__Set of tasks__:
• a. For the Griggs profile, decide whether each statement below agrees with the text: (i) Griggs is the CEO of the Tampa Bay Lightning. (ii) The NHL's winter classic games are played on Jan. 1. (iii) Griggs is now 45 years old. For each, answer yes or no and quote the exact words of the text that settle it.
• b. Duplicate the Griggs profile word for word, between "Griggs remembers telling" and "Bay Entertainment Properties.", inclusive.

Supplied passage Block Start

Fast-forward to today and the now 50-year-old Griggs may not have accomplished that dream. But he managed to find a way to stay close to the ice.
Griggs remembers telling his wife about his second big dream, when he was 22 years old, to one day become president of a hockey team. Griggs has accomplished that — and more. He’s the CEO of the Tampa Bay Lightning, Amalie Arena in Tampa, the Tampa Bay Storm Arena Football League team and Tampa Bay Entertainment Properties.
Though his journey has been somewhat of a Cinderella story, working his way up the ranks, Griggs’ colleagues point to his tenacity and reliability as keys to his success. Another asset: He’s innovative in a crowded and competitive market.
Tampa lawyer Darrell Smith, a partner at Tampa’s Shumaker, Loop and Kendrick who has worked with the team, says Griggs is considered “one of the very top rung sports executives in the country.” Griggs’ innovation is apparent in things like trying to get an outdoor hockey game to come to Raymond James Stadium in Tampa, Smith says. The NHL’s winter classic games, played Jan. 1, have been a big hit when played in Canada, the Midwest and Northeast markets.

Supplied passage Block End
Material provided Block Start

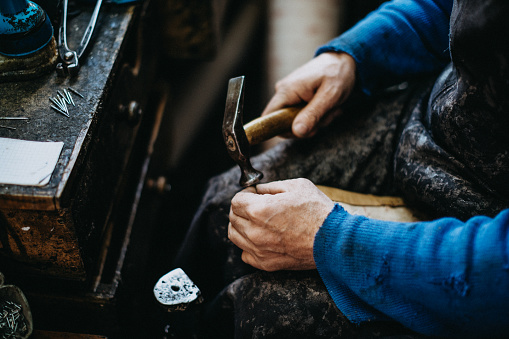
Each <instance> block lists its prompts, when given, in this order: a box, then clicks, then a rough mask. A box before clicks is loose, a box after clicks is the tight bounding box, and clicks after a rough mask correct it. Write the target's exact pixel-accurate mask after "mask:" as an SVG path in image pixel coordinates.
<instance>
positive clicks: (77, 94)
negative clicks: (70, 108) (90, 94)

Material provided Block End

__Answer section__:
• a.
(i) Yes: "He’s the CEO of the Tampa Bay Lightning"
(ii) Yes: "The NHL’s winter classic games, played Jan. 1"
(iii) No: "the now 50-year-old Griggs"

• b.
Griggs remembers telling his wife about his second big dream, when he was 22 years old, to one day become president of a hockey team. Griggs has accomplished that — and more. He’s the CEO of the Tampa Bay Lightning, Amalie Arena in Tampa, the Tampa Bay Storm Arena Football League team and Tampa Bay Entertainment Properties.